**TASK REQUIREMENTS**
Using the word "below" as the filter, copy each matching line from the records.

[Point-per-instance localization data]
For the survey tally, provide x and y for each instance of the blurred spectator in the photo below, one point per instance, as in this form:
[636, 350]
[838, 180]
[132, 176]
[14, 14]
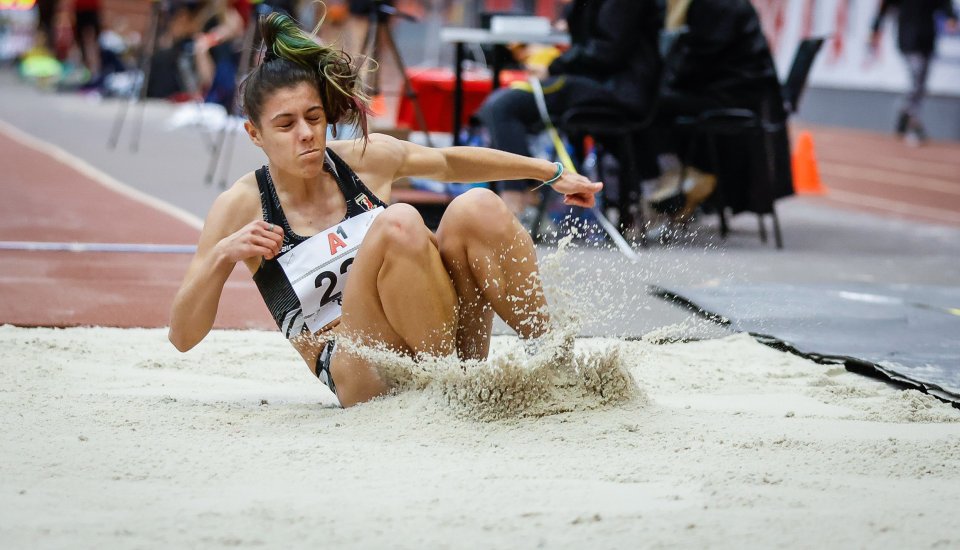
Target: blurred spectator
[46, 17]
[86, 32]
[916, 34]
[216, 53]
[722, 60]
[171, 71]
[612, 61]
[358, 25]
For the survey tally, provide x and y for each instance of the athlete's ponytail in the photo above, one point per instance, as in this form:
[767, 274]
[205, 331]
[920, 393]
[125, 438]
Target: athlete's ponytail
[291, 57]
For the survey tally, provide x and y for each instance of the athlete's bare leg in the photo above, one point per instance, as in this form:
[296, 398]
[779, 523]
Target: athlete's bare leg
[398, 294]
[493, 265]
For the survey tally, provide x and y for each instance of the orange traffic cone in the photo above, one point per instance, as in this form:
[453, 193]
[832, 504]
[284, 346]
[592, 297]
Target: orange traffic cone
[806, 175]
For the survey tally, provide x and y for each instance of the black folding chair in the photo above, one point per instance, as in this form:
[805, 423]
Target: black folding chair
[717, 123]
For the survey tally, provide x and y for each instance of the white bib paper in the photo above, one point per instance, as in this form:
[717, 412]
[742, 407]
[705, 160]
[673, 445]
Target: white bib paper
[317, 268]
---
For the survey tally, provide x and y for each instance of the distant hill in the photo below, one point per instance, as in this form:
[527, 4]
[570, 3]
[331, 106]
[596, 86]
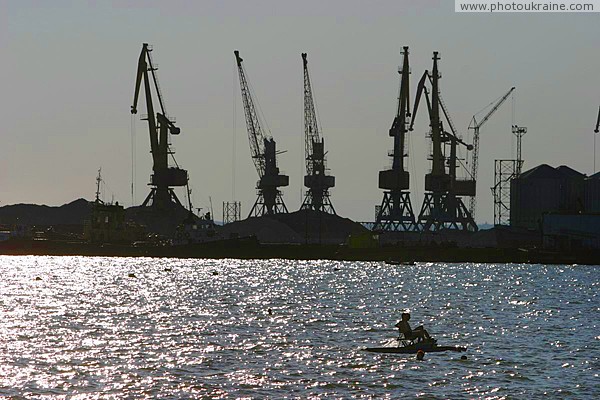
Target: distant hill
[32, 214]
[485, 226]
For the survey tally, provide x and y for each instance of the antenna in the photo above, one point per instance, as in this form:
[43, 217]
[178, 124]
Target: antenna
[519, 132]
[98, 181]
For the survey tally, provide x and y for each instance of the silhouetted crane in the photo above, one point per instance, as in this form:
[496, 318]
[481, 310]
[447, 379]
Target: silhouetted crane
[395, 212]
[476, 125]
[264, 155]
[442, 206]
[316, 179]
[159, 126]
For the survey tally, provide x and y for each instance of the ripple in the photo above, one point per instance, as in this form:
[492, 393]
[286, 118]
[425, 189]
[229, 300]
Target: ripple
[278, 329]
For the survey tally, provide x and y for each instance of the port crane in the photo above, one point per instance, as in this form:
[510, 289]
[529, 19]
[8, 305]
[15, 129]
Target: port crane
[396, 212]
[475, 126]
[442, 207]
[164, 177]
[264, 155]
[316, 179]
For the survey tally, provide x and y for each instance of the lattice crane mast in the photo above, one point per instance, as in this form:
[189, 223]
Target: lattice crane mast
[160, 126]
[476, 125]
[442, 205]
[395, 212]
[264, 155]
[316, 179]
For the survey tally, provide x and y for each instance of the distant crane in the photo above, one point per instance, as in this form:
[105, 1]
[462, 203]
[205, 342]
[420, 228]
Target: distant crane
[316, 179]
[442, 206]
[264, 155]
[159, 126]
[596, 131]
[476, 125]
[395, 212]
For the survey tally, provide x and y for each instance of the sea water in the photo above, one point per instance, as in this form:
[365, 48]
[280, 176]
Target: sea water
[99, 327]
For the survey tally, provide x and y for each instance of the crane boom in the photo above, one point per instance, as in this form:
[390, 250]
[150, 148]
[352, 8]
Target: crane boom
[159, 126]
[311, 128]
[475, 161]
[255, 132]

**YOUR RESPONSE**
For the survey tally, provide x and y for each instance of the blurred spectator in the photo below, one point per instance, as in this form:
For the survey tally, provide x and y for each instance of the distant hill in the photo below, one point per instance, as in this form:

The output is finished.